*** Opening DATA TO USE ***
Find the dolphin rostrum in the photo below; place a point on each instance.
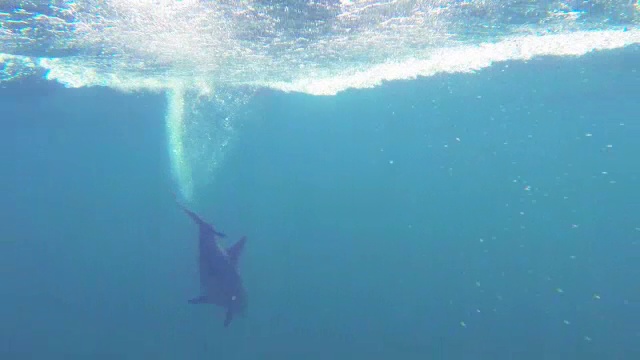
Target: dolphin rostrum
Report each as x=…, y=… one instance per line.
x=220, y=281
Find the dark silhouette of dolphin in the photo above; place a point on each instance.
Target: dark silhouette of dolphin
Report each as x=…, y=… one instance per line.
x=220, y=281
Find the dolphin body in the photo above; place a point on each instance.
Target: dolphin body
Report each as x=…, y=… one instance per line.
x=220, y=281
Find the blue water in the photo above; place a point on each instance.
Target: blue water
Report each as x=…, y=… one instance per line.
x=491, y=215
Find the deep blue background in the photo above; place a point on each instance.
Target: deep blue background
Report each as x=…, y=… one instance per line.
x=495, y=212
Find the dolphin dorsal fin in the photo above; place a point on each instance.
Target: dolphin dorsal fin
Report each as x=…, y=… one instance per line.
x=235, y=250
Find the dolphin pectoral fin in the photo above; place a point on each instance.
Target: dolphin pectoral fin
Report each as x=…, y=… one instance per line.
x=228, y=317
x=199, y=300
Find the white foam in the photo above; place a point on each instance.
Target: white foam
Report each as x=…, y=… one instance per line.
x=461, y=59
x=181, y=168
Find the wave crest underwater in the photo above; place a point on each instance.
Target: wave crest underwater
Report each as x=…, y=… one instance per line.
x=197, y=51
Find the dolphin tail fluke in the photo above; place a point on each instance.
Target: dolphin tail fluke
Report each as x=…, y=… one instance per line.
x=228, y=317
x=196, y=218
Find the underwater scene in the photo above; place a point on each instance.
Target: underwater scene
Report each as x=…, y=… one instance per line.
x=320, y=179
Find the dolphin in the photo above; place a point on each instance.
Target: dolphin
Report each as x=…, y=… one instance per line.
x=220, y=281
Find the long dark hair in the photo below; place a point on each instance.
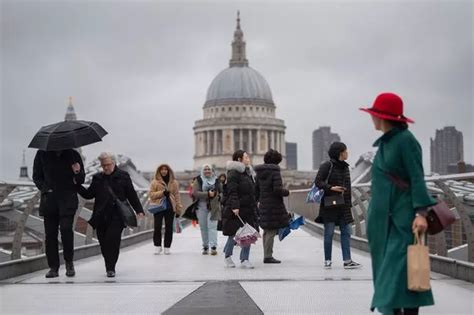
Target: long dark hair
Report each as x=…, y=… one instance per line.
x=239, y=154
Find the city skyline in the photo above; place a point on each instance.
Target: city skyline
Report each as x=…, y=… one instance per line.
x=319, y=75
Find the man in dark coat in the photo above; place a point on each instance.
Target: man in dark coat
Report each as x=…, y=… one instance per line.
x=239, y=201
x=334, y=177
x=106, y=218
x=269, y=195
x=57, y=174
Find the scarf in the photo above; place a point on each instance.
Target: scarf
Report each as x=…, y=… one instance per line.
x=208, y=182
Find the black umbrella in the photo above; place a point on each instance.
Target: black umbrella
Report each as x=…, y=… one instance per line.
x=67, y=135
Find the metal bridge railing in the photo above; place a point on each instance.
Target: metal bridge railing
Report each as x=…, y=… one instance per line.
x=459, y=236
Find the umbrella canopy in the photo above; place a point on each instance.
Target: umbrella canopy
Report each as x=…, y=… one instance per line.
x=67, y=135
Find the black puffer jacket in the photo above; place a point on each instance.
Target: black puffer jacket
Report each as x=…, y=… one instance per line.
x=239, y=194
x=340, y=176
x=269, y=193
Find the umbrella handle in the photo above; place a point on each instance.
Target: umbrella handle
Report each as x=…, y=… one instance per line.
x=238, y=216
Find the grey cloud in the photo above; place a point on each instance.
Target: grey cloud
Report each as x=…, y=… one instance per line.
x=142, y=68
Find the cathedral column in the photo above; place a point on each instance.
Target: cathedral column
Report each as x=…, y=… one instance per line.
x=258, y=142
x=208, y=143
x=241, y=139
x=250, y=140
x=215, y=143
x=272, y=140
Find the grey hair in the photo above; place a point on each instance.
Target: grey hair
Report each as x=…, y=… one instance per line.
x=107, y=155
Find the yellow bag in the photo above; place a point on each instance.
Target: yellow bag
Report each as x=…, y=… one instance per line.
x=418, y=265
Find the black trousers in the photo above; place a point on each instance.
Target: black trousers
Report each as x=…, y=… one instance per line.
x=168, y=215
x=51, y=225
x=109, y=234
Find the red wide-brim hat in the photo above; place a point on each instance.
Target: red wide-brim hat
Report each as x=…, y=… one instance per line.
x=388, y=106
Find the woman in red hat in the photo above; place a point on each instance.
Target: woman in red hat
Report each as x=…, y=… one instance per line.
x=397, y=208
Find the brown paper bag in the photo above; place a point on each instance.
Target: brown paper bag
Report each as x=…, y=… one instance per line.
x=418, y=265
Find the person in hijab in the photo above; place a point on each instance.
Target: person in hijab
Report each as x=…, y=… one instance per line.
x=239, y=202
x=208, y=189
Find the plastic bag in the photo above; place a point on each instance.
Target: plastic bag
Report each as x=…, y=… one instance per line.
x=246, y=235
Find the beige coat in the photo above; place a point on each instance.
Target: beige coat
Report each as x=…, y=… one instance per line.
x=158, y=187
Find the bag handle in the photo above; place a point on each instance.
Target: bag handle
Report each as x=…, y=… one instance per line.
x=419, y=238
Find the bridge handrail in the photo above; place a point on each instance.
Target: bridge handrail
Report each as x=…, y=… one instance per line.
x=23, y=212
x=438, y=185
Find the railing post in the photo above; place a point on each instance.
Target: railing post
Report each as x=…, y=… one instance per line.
x=466, y=222
x=5, y=191
x=355, y=214
x=20, y=228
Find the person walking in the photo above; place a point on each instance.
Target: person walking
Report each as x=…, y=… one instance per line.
x=164, y=185
x=239, y=201
x=271, y=208
x=334, y=177
x=56, y=174
x=207, y=189
x=106, y=218
x=394, y=214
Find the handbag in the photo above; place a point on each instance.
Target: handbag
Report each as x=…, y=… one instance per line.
x=160, y=207
x=334, y=201
x=125, y=210
x=439, y=216
x=315, y=194
x=418, y=265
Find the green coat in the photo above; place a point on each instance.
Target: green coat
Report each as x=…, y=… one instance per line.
x=389, y=220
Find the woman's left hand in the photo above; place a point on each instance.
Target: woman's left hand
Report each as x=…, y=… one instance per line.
x=420, y=224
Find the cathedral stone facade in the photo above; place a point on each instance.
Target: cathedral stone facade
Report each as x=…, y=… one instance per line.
x=239, y=113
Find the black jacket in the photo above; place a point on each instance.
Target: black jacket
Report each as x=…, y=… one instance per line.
x=53, y=176
x=104, y=207
x=340, y=176
x=269, y=194
x=240, y=194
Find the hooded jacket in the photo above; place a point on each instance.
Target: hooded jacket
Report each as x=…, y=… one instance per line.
x=240, y=194
x=269, y=194
x=339, y=176
x=158, y=187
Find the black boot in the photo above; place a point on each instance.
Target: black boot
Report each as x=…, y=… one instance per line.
x=110, y=273
x=271, y=260
x=52, y=273
x=70, y=272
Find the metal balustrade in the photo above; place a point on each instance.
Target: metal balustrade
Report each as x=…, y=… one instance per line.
x=460, y=234
x=19, y=203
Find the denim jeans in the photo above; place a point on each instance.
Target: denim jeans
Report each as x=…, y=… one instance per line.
x=208, y=228
x=229, y=248
x=345, y=240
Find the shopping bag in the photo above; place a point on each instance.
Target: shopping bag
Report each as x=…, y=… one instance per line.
x=246, y=235
x=315, y=195
x=295, y=223
x=177, y=225
x=283, y=232
x=418, y=265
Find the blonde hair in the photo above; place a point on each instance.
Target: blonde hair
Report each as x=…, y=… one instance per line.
x=107, y=155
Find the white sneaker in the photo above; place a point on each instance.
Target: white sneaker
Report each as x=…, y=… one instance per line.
x=229, y=263
x=246, y=265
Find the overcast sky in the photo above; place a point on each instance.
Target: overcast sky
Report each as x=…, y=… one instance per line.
x=142, y=69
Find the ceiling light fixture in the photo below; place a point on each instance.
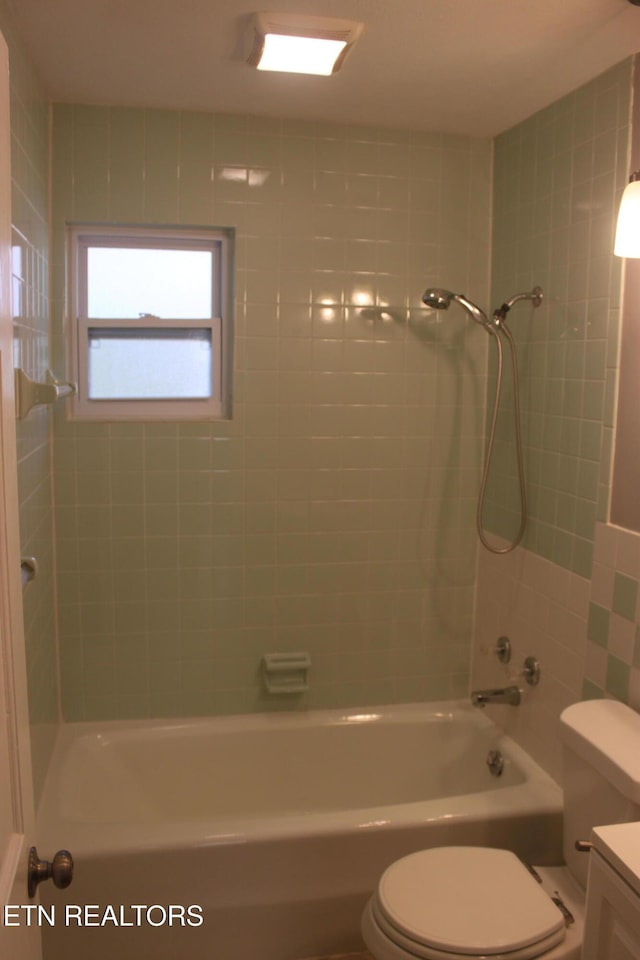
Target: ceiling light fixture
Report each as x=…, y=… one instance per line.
x=627, y=243
x=294, y=43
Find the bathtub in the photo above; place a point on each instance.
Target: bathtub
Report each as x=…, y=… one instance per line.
x=265, y=834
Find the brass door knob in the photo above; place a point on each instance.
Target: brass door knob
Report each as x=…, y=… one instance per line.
x=60, y=870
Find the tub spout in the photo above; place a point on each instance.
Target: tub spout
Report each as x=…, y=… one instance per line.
x=510, y=695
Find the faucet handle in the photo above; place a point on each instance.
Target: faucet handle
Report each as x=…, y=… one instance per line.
x=531, y=671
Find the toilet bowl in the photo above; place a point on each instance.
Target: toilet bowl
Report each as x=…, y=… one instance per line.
x=459, y=903
x=450, y=903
*** Closing DATA TO USE ***
PROBLEM DESCRIPTION: From the first line of the entries above through the line with "Target: dark silhouette of dolphin", set down each line exactly and drop the pictures.

OUTPUT BELOW:
Find the dolphin rostrum in the photo below; place a point on each instance.
Target: dolphin rostrum
Report each as x=…, y=… one instance per line.
x=220, y=281
Find the dark silhouette of dolphin in the photo above; place a point on each instance.
Target: dark silhouette of dolphin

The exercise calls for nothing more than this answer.